### [任务说明]
1/ 请列出 Lua 异常处理一文中 struct lua_longjmp 结构体的所有成员及其类型。
2/ 接着 Lua 异常处理一文的最后一句往下续写。

### [所给文本]
Lua 是一门嵌入式语言，和 C 语言混合编程是一种常态。一旦Lua 调用的 C 库中企图中断线程，延续它就是一个巨大的难题。

异常处理

如果Lua 被实现为一个纯粹的运行在字节码 VM 上的语言，只要不出 VM，可以很容易的实现自己的线程和异常处理。

事实上，Lua 的函数调用层次上只要没有 C 函数，是不会在 C 层面的调用栈上深入下去的。

但当Lua 函数调用了 C 函数，而这个 C 函数又进一步回调了 Lua 函数，这个问题就复杂很多。

Lua 的标准库中的 pairs 函数，就是一个典型的 C 扩展函数，却又回调了 Lua 函数。

Lua 底层把异常和线程中断用同一种机制来处理，也就是使用了 C 语言标准的 longjmp 机制来解决这个问题。

#if !defined(LUAI_THROW) /* { */

#if defined(__cplusplus) && !defined(LUA_USE_LONGJMP)   /* { */

/* C++ exceptions */
#define LUAI_THROW(L,c)     throw(c)
#define LUAI_TRY(L,c,a) \
try { a } catch(...) { if ((c)->status == 0) (c)->status = -1; }
#define luai_jmpbuf     int  /* dummy variable */

#elif defined(LUA_USE_POSIX)                /* }{ */

/* in POSIX, try _longjmp/_setjmp (more efficient) */
#define LUAI_THROW(L,c)     _longjmp((c)->b, 1)
#define LUAI_TRY(L,c,a)     if (_setjmp((c)->b) == 0) { a }
#define luai_jmpbuf     jmp_buf

#else                           /* }{ */

/* ISO C handling with long jumps */
#define LUAI_THROW(L,c)     longjmp((c)->b, 1)
#define LUAI_TRY(L,c,a)     if (setjmp((c)->b) == 0) { a }
#define luai_jmpbuf     jmp_buf

#endif                          /* } */

#endif                          /* } */

每条线程 L 中保存了当前的 longjmp 返回点： errorJmp ，其结构定义为 struct lua_longjmp 。这是一条链表，每次运行一段受保护的 Lua 代码，都会生成一个新的错误返回点，链到这条链表上。

/* chain list of long jump buffers */
struct lua_longjmp {
struct lua_longjmp *previous;
luai_jmpbuf b;
volatile int status;  /* error code */
};

设置 longjmp 返回点是由 luaD_rawrunprotected 完成的。

int luaD_rawrunprotected (lua_State *L, Pfunc f, void *ud) {
unsigned short oldnCcalls = L->nCcalls;
struct lua_longjmp lj;
lj.status = LUA_OK;
lj.previous = L->errorJmp;  /* chain new error handler */
L->errorJmp = &lj;
LUAI_TRY(L, &lj,
(*f)(L, ud);
);
L->errorJmp = lj.previous;  /* restore old error handler */
L->nCcalls = oldnCcalls;
return lj.status;
}

这段代码很容易理解：设置新的 jmpbuf，串到链表上，调用函数。调用完成后恢复进入时状态。

### [数据记录]
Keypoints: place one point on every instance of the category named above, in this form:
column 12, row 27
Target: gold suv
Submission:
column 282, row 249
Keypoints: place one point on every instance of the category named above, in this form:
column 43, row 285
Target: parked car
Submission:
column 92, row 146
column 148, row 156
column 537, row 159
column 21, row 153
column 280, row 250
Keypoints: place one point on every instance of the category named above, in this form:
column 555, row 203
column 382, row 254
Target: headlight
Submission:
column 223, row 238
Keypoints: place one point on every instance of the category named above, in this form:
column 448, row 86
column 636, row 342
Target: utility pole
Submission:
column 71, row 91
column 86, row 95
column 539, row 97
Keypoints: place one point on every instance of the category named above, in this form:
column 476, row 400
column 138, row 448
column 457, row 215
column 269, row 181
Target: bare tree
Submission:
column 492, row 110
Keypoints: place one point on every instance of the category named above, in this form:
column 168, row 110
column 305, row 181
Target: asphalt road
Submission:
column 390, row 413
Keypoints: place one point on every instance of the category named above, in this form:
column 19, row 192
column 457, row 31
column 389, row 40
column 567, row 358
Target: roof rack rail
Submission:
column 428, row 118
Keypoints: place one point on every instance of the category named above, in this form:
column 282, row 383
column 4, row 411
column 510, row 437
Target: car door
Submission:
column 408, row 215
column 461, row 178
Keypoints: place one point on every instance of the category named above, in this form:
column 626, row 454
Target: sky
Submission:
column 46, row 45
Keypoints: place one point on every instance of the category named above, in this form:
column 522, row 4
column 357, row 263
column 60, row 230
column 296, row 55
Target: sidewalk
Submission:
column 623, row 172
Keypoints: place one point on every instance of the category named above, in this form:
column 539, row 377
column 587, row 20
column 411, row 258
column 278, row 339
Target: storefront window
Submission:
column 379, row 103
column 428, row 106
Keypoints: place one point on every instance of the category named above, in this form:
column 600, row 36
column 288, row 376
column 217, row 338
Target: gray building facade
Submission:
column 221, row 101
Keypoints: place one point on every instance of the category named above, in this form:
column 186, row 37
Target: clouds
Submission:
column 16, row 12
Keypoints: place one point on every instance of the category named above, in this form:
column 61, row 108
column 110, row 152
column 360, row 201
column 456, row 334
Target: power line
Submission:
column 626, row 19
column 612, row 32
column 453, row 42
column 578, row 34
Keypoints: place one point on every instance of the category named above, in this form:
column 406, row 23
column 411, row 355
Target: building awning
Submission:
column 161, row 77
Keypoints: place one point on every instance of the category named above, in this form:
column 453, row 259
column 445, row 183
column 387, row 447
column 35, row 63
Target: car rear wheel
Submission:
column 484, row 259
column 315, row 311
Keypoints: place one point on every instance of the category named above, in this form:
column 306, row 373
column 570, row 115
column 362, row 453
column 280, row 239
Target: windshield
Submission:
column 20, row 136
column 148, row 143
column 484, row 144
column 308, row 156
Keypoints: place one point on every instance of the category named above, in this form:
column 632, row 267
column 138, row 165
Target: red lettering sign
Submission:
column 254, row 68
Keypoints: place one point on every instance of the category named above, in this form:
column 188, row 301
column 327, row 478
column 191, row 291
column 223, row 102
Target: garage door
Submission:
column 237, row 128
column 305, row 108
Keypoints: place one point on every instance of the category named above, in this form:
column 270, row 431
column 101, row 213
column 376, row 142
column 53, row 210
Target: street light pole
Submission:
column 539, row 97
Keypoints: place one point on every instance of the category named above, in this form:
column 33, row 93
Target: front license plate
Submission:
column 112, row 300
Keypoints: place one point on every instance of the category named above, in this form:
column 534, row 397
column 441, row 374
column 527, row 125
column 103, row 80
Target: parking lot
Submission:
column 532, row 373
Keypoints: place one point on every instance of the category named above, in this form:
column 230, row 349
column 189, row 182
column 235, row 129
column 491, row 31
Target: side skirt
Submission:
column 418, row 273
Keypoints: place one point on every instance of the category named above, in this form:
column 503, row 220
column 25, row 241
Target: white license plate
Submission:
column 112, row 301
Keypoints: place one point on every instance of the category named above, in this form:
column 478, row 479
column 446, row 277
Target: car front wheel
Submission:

### [各题答案]
1/
- struct lua_longjmp *previous
- luai_jmpbuf b
- volatile int status

2/
如果想回直接返回到最近的错误恢复点，只需要调用 longjmp。Lua 使用一个内部API luaD_throw 封装了这个过程。

l_noret luaD_throw (lua_State *L, int errcode) {
if (L->errorJmp) {  /* thread has an error handler? */
L->errorJmp->status = errcode;  /* set status */
LUAI_THROW(L, L->errorJmp);  /* jump to it */
}
else {  /* thread has no error handler */
global_State *g = G(L);
L->status = cast_byte(errcode);  /* mark it as dead */
if (g->mainthread->errorJmp) {  /* main thread has a handler? */
setobjs2s(L, g->mainthread->top++, L->top - 1);  /* copy error obj. */
luaD_throw(g->mainthread, errcode);  /* re-throw in main thread */
}
else {  /* no handler at all; abort */
if (g->panic) {  /* panic function? */
seterrorobj(L, errcode, L->top);  /* assume EXTRA_STACK */
if (L->ci->top < L->top)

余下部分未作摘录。